(Work to do)
Transcribe word for word the lines below, beginning with the line that contains "Objective — locate every instance of the windmill in" and continuing through the final line of the records.

Position identification records:
****************************************

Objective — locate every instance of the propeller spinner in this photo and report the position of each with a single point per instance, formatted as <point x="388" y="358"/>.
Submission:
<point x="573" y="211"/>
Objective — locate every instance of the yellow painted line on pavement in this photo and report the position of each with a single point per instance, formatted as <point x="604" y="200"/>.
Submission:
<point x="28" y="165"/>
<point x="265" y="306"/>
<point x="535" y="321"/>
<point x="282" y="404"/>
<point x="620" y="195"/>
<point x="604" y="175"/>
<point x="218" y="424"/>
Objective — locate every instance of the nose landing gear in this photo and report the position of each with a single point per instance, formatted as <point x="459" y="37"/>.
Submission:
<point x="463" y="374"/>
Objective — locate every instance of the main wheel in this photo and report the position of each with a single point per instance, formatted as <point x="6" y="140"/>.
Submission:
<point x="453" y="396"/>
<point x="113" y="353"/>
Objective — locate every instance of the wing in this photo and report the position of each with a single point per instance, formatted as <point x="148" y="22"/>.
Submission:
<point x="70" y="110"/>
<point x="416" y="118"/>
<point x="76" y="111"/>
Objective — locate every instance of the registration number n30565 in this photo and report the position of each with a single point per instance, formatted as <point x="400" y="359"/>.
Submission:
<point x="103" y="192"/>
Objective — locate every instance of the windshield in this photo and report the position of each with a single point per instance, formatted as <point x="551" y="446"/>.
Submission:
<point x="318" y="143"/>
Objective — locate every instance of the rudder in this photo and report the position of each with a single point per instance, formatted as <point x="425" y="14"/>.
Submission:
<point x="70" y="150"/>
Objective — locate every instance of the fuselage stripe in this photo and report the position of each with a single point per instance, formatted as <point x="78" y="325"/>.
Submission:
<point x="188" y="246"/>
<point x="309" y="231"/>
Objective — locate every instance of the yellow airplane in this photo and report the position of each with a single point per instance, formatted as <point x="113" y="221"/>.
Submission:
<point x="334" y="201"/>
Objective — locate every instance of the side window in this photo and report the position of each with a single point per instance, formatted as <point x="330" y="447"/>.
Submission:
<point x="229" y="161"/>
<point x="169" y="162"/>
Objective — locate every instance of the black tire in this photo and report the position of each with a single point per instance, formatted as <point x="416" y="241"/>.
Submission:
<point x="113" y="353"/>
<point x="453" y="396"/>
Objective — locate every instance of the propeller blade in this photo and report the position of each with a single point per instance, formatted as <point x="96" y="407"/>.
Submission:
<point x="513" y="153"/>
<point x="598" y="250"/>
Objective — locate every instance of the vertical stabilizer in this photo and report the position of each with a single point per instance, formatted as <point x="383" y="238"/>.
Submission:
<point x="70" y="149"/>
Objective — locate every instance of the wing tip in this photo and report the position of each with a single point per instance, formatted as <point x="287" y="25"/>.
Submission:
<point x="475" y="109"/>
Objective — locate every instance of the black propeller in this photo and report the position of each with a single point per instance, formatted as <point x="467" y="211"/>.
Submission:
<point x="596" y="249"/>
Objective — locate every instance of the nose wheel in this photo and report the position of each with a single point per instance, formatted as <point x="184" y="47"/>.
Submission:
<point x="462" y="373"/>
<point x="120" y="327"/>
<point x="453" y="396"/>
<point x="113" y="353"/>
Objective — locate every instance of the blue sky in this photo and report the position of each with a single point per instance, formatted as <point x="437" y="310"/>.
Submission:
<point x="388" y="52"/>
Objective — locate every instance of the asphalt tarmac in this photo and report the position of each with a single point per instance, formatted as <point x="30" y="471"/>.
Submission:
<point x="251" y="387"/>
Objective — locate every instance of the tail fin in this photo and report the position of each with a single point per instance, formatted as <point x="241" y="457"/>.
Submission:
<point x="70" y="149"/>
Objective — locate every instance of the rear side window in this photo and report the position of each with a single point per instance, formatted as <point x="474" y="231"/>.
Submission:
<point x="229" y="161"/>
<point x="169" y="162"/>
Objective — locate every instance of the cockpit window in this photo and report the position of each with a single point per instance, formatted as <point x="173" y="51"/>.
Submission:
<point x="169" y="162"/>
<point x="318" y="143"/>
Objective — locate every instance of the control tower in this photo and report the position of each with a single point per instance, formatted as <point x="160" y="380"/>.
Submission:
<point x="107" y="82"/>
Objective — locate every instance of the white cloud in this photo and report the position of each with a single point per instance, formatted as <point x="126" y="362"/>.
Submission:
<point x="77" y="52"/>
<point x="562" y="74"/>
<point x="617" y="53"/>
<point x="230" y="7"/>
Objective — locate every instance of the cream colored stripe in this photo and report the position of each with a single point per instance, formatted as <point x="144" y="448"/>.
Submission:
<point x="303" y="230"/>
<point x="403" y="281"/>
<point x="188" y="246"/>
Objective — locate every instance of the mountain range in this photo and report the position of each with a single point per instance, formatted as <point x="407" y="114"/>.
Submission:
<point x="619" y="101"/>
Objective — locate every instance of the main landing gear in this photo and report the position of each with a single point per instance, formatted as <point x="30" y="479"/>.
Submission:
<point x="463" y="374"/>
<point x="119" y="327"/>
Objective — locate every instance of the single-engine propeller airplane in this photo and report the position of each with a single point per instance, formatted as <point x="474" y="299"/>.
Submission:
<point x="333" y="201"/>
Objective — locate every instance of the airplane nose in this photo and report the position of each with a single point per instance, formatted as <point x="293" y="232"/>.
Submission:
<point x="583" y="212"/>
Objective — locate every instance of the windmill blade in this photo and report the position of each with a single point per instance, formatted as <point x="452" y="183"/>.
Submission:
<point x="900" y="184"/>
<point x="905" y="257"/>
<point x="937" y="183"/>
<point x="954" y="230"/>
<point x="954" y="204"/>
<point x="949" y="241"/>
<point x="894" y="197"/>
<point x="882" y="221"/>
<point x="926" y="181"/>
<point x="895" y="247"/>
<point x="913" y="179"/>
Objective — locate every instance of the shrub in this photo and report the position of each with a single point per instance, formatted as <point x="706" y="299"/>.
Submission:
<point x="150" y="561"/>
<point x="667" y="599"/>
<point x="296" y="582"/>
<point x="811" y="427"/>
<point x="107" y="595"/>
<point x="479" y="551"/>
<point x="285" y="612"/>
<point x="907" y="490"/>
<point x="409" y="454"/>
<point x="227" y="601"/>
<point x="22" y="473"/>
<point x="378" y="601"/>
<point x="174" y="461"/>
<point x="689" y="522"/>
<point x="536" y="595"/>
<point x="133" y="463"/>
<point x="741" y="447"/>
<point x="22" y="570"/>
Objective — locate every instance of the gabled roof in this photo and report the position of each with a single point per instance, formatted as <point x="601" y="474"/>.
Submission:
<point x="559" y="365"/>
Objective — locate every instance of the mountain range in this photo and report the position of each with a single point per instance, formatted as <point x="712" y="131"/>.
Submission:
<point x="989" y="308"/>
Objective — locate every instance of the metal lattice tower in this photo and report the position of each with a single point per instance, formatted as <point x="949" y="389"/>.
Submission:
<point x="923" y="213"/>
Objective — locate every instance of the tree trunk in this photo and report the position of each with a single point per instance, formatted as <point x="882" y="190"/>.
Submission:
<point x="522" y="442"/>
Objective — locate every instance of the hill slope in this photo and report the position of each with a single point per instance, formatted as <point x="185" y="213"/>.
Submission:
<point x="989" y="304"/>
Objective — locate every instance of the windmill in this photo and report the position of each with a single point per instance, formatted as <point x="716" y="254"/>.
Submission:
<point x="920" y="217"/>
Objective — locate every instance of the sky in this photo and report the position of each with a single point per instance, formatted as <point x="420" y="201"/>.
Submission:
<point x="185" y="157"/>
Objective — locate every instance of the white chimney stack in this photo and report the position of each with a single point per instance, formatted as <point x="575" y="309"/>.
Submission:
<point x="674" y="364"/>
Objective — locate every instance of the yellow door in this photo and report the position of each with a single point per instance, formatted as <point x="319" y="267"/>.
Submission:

****************************************

(Right answer)
Objective — locate every instance of the windmill in this photo and report the position of each with a single point per instance, formatted as <point x="716" y="254"/>.
Submission:
<point x="920" y="217"/>
Objective — locate every instance of the sky in this photo and report the position of each with a single point per instance, formatted as <point x="420" y="201"/>.
Submission:
<point x="185" y="157"/>
Objective — locate every instance of the white chimney stack in this photo and report the position of each with a single point per instance, formatted as <point x="575" y="309"/>.
Submission:
<point x="674" y="364"/>
Objective — locate every instance of the yellow door in this photo and report the position of each with a single point per instance, formatted as <point x="319" y="267"/>.
Submission:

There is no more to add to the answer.